» Collected data entries:
========

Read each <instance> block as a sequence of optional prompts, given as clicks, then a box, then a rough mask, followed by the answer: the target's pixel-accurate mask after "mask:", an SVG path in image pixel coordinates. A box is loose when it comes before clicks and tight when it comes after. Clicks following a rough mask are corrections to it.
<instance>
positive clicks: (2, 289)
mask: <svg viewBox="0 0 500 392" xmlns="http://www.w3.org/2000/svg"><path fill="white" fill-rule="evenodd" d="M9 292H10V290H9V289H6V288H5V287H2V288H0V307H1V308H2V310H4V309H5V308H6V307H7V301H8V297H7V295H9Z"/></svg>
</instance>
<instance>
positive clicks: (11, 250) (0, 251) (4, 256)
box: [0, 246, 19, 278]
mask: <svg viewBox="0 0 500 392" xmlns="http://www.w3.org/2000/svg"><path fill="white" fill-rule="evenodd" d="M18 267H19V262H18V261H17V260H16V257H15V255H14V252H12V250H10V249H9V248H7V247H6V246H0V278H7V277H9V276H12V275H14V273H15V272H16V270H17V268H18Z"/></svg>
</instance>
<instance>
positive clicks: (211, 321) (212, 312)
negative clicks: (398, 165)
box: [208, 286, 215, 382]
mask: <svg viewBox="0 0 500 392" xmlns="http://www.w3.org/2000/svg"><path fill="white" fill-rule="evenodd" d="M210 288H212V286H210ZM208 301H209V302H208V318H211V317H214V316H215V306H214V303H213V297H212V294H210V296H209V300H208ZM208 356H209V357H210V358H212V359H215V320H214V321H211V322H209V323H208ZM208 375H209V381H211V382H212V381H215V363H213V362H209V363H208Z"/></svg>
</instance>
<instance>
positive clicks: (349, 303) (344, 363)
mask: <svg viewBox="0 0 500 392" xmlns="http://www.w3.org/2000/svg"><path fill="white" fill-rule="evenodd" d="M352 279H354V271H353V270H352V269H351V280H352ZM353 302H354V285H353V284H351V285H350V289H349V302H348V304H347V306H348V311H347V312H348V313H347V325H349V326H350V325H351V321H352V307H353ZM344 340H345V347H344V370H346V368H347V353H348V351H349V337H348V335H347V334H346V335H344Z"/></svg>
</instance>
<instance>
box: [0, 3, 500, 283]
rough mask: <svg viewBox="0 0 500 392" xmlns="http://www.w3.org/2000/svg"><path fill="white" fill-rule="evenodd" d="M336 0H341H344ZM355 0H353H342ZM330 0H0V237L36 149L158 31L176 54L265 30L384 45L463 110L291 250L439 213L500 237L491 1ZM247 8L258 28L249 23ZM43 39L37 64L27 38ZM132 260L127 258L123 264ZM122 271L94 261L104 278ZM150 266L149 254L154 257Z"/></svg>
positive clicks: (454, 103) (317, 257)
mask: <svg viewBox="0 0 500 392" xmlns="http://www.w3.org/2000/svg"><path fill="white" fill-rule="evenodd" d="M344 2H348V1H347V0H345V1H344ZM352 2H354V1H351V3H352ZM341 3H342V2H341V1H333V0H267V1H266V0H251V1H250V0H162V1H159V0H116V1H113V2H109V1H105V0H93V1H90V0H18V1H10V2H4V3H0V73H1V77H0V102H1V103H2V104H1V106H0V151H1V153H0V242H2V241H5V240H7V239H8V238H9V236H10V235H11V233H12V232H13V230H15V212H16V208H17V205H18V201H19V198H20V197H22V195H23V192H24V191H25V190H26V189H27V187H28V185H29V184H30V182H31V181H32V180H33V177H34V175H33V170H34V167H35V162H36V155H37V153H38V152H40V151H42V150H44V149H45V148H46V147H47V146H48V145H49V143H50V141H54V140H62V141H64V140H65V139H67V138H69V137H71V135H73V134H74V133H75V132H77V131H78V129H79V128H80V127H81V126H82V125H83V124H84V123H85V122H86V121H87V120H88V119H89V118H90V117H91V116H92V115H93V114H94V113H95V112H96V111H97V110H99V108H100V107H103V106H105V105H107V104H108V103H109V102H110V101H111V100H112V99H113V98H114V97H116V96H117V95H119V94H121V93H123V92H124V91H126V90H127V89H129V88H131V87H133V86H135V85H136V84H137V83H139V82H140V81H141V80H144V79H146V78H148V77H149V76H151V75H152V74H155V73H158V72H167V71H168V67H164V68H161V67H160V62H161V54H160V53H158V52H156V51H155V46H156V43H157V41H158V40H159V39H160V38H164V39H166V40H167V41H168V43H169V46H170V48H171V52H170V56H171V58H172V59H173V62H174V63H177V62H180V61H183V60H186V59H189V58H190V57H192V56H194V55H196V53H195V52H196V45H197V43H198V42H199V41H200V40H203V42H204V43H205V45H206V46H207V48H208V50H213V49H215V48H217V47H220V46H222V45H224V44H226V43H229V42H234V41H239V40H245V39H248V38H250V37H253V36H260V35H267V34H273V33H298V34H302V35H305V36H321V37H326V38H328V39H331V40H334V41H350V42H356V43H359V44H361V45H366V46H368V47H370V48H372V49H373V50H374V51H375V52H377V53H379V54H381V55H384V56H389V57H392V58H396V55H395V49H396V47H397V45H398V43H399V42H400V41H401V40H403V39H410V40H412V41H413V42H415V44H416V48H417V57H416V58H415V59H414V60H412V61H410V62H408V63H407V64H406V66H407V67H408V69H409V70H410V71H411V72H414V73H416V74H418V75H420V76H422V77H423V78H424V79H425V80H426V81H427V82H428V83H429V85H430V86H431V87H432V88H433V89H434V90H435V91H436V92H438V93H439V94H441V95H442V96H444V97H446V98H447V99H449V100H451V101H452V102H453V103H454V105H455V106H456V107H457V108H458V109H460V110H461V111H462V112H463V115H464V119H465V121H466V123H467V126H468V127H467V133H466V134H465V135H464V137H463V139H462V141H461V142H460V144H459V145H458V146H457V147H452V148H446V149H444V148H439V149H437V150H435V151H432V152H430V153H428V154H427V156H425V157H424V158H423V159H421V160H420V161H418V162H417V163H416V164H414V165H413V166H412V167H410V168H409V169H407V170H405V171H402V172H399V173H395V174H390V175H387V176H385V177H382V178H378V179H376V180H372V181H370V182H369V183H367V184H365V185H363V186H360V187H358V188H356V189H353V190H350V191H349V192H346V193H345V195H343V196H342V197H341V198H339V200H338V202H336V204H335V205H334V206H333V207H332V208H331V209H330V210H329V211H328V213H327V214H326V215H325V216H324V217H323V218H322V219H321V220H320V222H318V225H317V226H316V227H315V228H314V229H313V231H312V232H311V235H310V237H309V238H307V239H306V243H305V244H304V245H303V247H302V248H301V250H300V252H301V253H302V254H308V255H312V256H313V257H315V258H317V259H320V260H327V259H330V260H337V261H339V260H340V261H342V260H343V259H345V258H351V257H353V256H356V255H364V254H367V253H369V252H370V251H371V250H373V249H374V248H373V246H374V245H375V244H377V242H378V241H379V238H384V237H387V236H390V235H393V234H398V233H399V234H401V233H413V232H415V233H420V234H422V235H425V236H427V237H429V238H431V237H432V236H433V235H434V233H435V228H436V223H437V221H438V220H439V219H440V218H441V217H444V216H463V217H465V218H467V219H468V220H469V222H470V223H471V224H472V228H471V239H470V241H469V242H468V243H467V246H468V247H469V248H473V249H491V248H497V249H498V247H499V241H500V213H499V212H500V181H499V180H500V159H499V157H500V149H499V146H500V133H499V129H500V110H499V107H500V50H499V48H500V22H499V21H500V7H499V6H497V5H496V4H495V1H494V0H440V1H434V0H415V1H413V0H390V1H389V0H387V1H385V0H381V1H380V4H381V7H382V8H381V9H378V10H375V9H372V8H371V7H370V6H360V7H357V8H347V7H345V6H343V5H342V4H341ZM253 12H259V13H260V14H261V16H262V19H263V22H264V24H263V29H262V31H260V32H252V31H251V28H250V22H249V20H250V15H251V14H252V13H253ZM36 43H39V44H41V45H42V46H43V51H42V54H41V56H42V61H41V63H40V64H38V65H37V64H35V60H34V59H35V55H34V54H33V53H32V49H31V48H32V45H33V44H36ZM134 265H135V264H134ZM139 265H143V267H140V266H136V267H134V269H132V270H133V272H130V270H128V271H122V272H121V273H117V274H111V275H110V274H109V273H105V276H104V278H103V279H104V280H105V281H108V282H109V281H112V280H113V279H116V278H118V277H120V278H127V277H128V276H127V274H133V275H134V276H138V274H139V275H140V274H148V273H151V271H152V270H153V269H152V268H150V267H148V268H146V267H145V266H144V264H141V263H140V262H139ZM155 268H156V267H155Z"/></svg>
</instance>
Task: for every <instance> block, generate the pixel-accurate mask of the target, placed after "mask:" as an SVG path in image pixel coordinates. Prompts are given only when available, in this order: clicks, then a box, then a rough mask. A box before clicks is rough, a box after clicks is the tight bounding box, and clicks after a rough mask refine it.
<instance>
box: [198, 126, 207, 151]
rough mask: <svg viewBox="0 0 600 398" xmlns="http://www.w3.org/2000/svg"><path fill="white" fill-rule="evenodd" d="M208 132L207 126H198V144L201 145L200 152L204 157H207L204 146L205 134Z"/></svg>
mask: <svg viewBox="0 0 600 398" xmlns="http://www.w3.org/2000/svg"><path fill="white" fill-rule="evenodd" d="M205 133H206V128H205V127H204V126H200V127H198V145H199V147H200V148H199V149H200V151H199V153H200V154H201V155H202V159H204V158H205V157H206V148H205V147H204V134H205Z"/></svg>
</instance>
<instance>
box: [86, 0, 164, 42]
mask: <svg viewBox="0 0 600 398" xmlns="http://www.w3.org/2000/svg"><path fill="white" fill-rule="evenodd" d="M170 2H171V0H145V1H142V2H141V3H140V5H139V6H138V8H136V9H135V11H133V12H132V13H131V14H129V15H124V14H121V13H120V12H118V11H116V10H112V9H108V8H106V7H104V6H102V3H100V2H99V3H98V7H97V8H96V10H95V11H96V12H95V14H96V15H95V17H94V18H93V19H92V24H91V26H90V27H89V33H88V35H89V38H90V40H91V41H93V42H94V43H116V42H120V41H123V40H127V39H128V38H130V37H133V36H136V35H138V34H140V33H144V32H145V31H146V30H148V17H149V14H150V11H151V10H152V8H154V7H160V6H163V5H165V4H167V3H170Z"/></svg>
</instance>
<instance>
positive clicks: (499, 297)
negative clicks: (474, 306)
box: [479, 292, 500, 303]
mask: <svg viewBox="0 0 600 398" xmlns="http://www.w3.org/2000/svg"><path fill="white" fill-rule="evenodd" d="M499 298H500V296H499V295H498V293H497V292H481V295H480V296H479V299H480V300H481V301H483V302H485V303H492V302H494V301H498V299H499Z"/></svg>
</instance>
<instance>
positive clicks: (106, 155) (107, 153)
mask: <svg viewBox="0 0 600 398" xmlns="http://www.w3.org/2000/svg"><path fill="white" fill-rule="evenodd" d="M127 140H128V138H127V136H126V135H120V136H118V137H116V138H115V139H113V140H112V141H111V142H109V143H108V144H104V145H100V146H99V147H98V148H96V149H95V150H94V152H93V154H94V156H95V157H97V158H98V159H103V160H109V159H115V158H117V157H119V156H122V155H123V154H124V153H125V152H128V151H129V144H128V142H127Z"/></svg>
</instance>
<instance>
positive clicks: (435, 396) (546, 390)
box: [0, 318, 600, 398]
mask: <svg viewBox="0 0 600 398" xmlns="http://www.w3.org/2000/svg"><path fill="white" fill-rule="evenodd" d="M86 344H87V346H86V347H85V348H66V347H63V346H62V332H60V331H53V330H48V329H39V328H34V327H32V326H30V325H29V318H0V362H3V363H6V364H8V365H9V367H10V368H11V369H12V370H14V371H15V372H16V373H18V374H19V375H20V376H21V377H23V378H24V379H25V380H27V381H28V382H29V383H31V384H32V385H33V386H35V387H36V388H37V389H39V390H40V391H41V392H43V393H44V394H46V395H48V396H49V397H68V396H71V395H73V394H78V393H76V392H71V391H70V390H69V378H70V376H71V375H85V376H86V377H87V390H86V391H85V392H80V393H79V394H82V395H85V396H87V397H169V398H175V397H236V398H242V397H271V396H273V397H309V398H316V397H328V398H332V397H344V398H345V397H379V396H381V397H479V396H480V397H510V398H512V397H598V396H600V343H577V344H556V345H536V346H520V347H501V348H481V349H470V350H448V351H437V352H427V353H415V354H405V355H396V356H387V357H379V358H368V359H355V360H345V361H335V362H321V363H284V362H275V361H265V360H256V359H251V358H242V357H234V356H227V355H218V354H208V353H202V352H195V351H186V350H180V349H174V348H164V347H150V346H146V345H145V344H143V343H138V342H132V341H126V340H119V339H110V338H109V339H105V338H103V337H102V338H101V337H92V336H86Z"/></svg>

========

» Task instructions: Gather each line of the records that contains the word "target". Match case exactly, so a capitalized form does not count.

» Answer space:
Read each <instance> block as a sequence of optional prompts, given as clicks, then a box, then a rough mask, followed by the answer: the target's pixel-accurate mask after "mask:", an SVG path in image pixel coordinates. A box is loose when it comes before clicks and tight when it comes after. Clicks following a rough mask are corrections to it.
Task: for every <instance> block, generate the pixel-accurate mask of the target, placed after "mask:" as an SVG path in image pixel coordinates. Prompts are given only when available, in this order: clicks, then a box, then a rough mask. A box before clicks is rough, a box after clicks is the tight bounding box, and clicks after a rough mask refine it.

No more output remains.